## TASK OBJECTIVE
Rewrite the data below as a JSON list of strings with one string per line, omitting blank lines.

## Records of labeled boxes
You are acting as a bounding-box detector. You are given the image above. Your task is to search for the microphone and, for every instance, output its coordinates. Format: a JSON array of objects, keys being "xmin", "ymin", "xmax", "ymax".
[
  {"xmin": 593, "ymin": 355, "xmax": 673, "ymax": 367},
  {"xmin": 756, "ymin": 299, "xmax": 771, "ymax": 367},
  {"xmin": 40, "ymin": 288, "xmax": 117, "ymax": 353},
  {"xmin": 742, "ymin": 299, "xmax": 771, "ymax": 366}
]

## FINAL RESULT
[
  "You are acting as a bounding-box detector. You are given the image above. Your task is to search for the microphone and, for every instance, output its coordinates. Format: a JSON array of objects, keys being \"xmin\", \"ymin\", \"xmax\", \"ymax\".",
  "[",
  "  {\"xmin\": 593, \"ymin\": 355, \"xmax\": 673, \"ymax\": 367},",
  "  {\"xmin\": 756, \"ymin\": 299, \"xmax\": 771, \"ymax\": 367},",
  "  {\"xmin\": 40, \"ymin\": 288, \"xmax\": 117, \"ymax\": 353},",
  "  {\"xmin\": 742, \"ymin\": 299, \"xmax\": 771, \"ymax\": 366}",
  "]"
]